• _Excerpt provided_:
While many people around the world witnessed the achievement accomplished by artificial intelligence (AI) with excitement, some also expressed a renewed wariness over the technology and wonder: It is a boon or a bane for mankind?

BENEFITS OUTWEIGH RISKS AI, a field that has existed for more than 50 years, grows along with the development of cognitive science and neuroscience. Poggio regards the subject of intelligence as the greatest one in science, because it has to do with the question of how human brain works and what is the mind. "This quest to understand intelligence promises -- beyond its scientific aspects -- to provide powerful technology for helping solve all other problems of our society," Poggio said. "Therefore it can be very good for mankind." But he also cautioned that AI, like every powerful technology, can be used for evil goals, thus calling on researchers to make sure it does not happen.

The likely medium-term risks of AI involve machines stealing human jobs, said Poggio. However, Poggio said, the problem can be solved with political means since productivity will be higher and the society as a whole will be better off. "The potential benefits of it so much overweight the risks that we cannot stop research on intelligence," he said.

Poggio's opinion is echoed by his colleague Professor Feng Guoping, who believed that with proper human control, AI technology could help make great contribution to mankind, as in the case of DNA. When the study of DNA began to develop, Feng said, many people feared that it would bring about disastrous consequences to the world. But over the past 50 years, DNA research has greatly helped people diagnose and treat diseases and such fear has been proved unjustified.

As a neuroscientist, Feng is particularly interested in finding out how AI could help improve the precision of neurological disorder diagnosis by making use of large amounts of data from around the world. "AI is a promising field of study for young researchers," said Feng, who places high hopes on the potential power of AI to improve people's lives.

AI TAKEOVER? As the study of AI began to take shape in the 1960s and 1970s, the fear that computers would pose a threat to humanity or eventually take over the world became one of the themes in science fiction. Some experts, such as physicist Stephen Hawking and SpaceX founder Elon Musk, have expressed concerns about the possibility that AI could develop to the point that human beings could not control it. Hawking even said he felt that machines with AI could "spell the end of the human race." In 2015, Musk donated 10 million dollars to the Future of Life Institute, which would run a global research program aimed at keeping AI "beneficial to humanity." Experts told Xinhua that an evil super intelligent machine is highly unlikely to suddenly take over in the near or medium term.

"That's low down on my list of worries," Josh Tenenbaum, professor of MIT's Department of Brain and Cognitive Sciences, said. "I think we have other worries that are much higher, like, for example, climate change." Tenenbaum said that people should be concerned the same way about AI they are about encryption technology or bio-technology or other kinds of computing power and focus on how to make sure these technologies are used in good and safe ways.

AI is "not something that is fundamentally different because somehow the technology itself is super intelligent," Tenenbaum said. Poggio pointed out that the science of intelligence cannot be solved by a single breakthrough, so it is very unlikely that all these breakthroughs will happen at the same time, suddenly leading to human-like intelligence. "It is obvious to knowledgeable researchers that nuclear weapons are much more dangerous than AI," Poggio said.

• _Aim of the task_: Render this sentence from the article on artificial intelligence in Spanish: "But over the past 50 years, DNA research has greatly helped people diagnose and treat diseases and such fear has been proved unjustified."

• _Record set_:

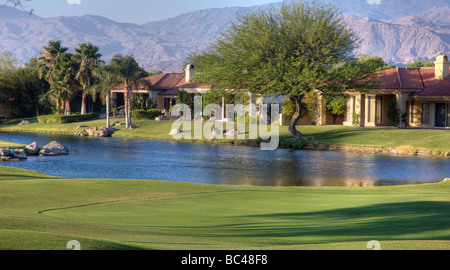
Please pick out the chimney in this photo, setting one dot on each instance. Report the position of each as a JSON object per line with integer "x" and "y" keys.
{"x": 190, "y": 72}
{"x": 441, "y": 67}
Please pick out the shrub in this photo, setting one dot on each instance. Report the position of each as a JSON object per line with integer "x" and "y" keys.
{"x": 63, "y": 119}
{"x": 145, "y": 114}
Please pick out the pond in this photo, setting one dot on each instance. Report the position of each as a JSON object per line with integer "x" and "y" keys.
{"x": 224, "y": 164}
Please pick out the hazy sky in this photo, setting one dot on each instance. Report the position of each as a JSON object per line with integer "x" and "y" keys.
{"x": 134, "y": 11}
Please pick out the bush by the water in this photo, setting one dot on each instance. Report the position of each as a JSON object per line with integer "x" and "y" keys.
{"x": 145, "y": 114}
{"x": 62, "y": 119}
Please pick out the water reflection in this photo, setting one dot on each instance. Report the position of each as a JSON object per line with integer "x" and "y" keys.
{"x": 219, "y": 164}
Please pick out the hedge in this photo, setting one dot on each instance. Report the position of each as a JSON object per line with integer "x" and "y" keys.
{"x": 62, "y": 119}
{"x": 145, "y": 114}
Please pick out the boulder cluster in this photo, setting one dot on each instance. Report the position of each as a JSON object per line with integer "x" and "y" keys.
{"x": 51, "y": 149}
{"x": 94, "y": 131}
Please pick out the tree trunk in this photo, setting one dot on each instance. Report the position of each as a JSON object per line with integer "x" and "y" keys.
{"x": 37, "y": 108}
{"x": 59, "y": 106}
{"x": 83, "y": 101}
{"x": 128, "y": 106}
{"x": 67, "y": 109}
{"x": 107, "y": 110}
{"x": 297, "y": 100}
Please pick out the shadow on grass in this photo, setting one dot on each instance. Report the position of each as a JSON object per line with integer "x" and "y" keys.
{"x": 382, "y": 221}
{"x": 421, "y": 220}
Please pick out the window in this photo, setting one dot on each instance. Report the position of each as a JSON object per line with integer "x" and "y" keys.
{"x": 441, "y": 115}
{"x": 426, "y": 113}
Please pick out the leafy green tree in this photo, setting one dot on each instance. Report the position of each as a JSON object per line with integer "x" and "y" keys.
{"x": 19, "y": 91}
{"x": 103, "y": 82}
{"x": 127, "y": 70}
{"x": 65, "y": 84}
{"x": 47, "y": 63}
{"x": 420, "y": 63}
{"x": 88, "y": 59}
{"x": 292, "y": 51}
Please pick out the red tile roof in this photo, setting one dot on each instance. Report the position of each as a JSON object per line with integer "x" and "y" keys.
{"x": 420, "y": 79}
{"x": 169, "y": 84}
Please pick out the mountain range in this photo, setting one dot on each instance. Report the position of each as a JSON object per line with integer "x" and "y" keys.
{"x": 399, "y": 31}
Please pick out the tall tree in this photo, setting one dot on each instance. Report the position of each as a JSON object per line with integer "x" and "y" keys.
{"x": 104, "y": 81}
{"x": 65, "y": 84}
{"x": 89, "y": 59}
{"x": 290, "y": 51}
{"x": 127, "y": 70}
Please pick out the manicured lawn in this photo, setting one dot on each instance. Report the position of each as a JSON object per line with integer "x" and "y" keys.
{"x": 42, "y": 212}
{"x": 429, "y": 141}
{"x": 5, "y": 144}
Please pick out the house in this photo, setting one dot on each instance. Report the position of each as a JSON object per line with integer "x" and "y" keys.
{"x": 422, "y": 96}
{"x": 163, "y": 88}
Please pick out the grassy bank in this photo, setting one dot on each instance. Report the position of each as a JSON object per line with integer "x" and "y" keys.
{"x": 5, "y": 144}
{"x": 371, "y": 140}
{"x": 43, "y": 212}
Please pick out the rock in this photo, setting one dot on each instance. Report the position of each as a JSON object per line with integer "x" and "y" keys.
{"x": 111, "y": 129}
{"x": 95, "y": 132}
{"x": 20, "y": 153}
{"x": 174, "y": 131}
{"x": 91, "y": 131}
{"x": 103, "y": 132}
{"x": 24, "y": 122}
{"x": 9, "y": 158}
{"x": 5, "y": 152}
{"x": 32, "y": 149}
{"x": 232, "y": 132}
{"x": 80, "y": 133}
{"x": 216, "y": 132}
{"x": 54, "y": 149}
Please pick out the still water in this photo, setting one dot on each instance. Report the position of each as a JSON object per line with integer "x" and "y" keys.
{"x": 221, "y": 164}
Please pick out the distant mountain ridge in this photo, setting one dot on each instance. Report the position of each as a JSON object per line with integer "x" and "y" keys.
{"x": 163, "y": 45}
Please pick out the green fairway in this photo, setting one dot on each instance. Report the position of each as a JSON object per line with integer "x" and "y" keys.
{"x": 410, "y": 141}
{"x": 5, "y": 144}
{"x": 42, "y": 212}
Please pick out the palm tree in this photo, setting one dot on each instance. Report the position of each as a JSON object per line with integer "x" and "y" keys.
{"x": 89, "y": 59}
{"x": 47, "y": 62}
{"x": 65, "y": 84}
{"x": 103, "y": 82}
{"x": 127, "y": 70}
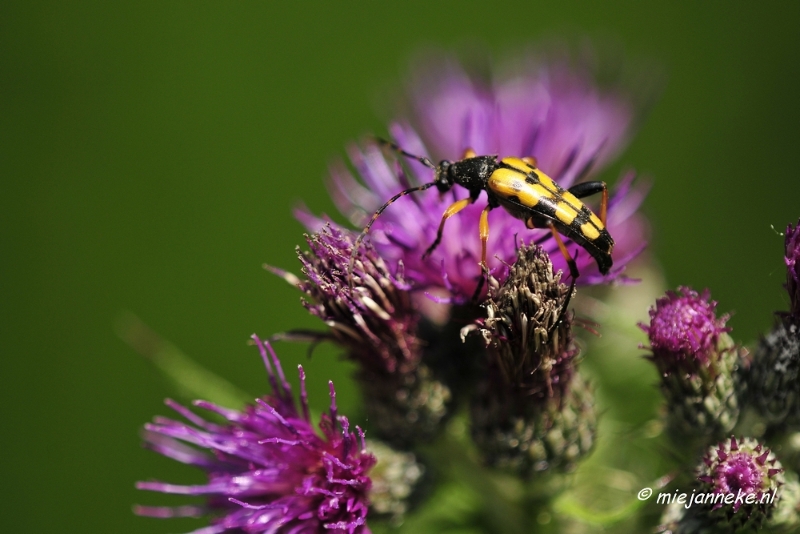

• _Solution_: Pero en los últimos 50 años, la investigación sobre el ADN ha ayudado enormemente a las personas a diagnosticar y tratar enfermedades, y se ha demostrado que ese temor era infundado.